*Brano proposto:*
━━━━━━━━
Linkin Park: i dieci brani più significativi della band

di InsideMusic
Vi sono alcune considerazioni da fare, prima di approcciare una panoramica sulla produzione dei Linkin Park. E scegliere dieci canzoni sarà davvero difficile.

Innanzitutto si deve tenere conto della lunga presenza della band, per quasi due decadi, sulle scene internazionali: pur essendo una band poco prolifica, si parla di sette album di inediti, due di remix, tre dal vivo, a cui si aggiungono raccolte, singoli sparsi in edizioni bonus, collaborazioni con altri artisti.

Poi, una seconda difficoltà è data dalla produzione molto sbilanciata del gruppo, caratterizzata da un esordio in major fulminante, lunghi periodi di silenzio, fini annunciate, ritorni inaspettati, successo altalenante di pubblico. Altre formazioni con una storia simile presentano percorsi ancora più travagliati (penso a Cranberries, Evanescence, System Of A Down).

Terzo ma non ultimo elemento di disturbo, la carica emotiva che circonda la band, impossibile da eludere del tutto, e che può essere al massimo domata, lasciata in secondo piano: il giudizio su un fenomeno generazionale rischia sempre di essere distorto; una sensazione che si è rivelata chiarissima nel momento della scomparsa di Chester Bennington, vero choc per una generazione di adolescenti che, ormai cresciuti, hanno visto scomparire quel fratello dato troppi anni per scontato.

Una volta messe le mani così avanti, posso delineare un profilo artistico dei Linkin Park attraverso dieci brani memorabili, giustificando ogni scelta.

Ora, il dittico Hybrid Theory e Meteora, completato dal Live in Texas del 2003, è inevitabilmente il più rappresentato. Nei due album della consacrazione, si nota già il carattere principale del fenomeno Linkin Park: essere una band ‘di lotta e di governo’, come si diceva una volta.

linkin park canzoni

Papercut è il brano che ha schiuso alle nostre orecchie il mondo di Shinoda e soci: loop di batteria e campioni ‘urban’, riff di matrice nu/alternative con chitarre spesso e volentieri droppate verso il basso, la strofa rap incrociata con le parti melodiche.

In genere, prevalgono in questa fase seminale poche soluzioni armonico/melodiche di rilievo, mentre il focus di concentra sull’alternanza dei cantanti, con una certa prevalenza del comparto rap.

Il testo, con continue riprese anaforiche delle parole chiave, riflette alcune ansie del suo tempo: la paranoia di essere sempre osservati, l’incapacità di affrontare la depressione, la confusione di fronte a una realtà fatta di chiaroscuri.
━━━━━━━━
*Estratto della fonte:*

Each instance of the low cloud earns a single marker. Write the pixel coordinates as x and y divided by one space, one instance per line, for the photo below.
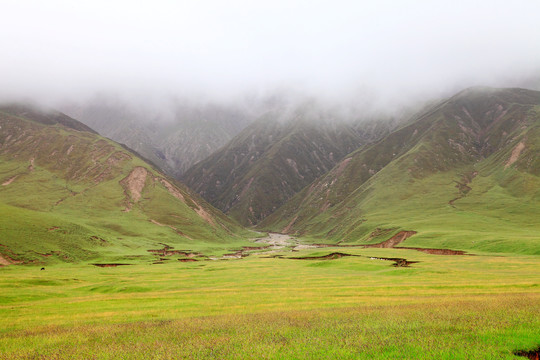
386 51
━━━━━━━━
*Compiti da svolgere:*
(1) Riporta il passo dell'articolo sui Linkin Park che va da "Una volta messe" fino a "diceva una volta.", rinominando "Meteora" in "Minutes to Midnight".
(2) Elenca tutte le altre band che l'articolo sui Linkin Park cita come formazioni con una storia simile.
(3) Rispondi alle seguenti domande sull'articolo sui Linkin Park.
(a) Quanti album di inediti ha pubblicato la band?
(b) In quale anno è uscito il Live in Texas?
(c) Di quale membro del gruppo si ricorda la scomparsa?

*Soluzioni dell'esercizio:*
(1)
Una volta messe le mani così avanti, posso delineare un profilo artistico dei Linkin Park attraverso dieci brani memorabili, giustificando ogni scelta.

Ora, il dittico Hybrid Theory e Minutes to Midnight, completato dal Live in Texas del 2003, è inevitabilmente il più rappresentato. Nei due album della consacrazione, si nota già il carattere principale del fenomeno Linkin Park: essere una band ‘di lotta e di governo’, come si diceva una volta.

(2) Cranberries, Evanescence, System Of A Down

(3)
(a) Sette.
(b) Nel 2003.
(c) Di Chester Bennington.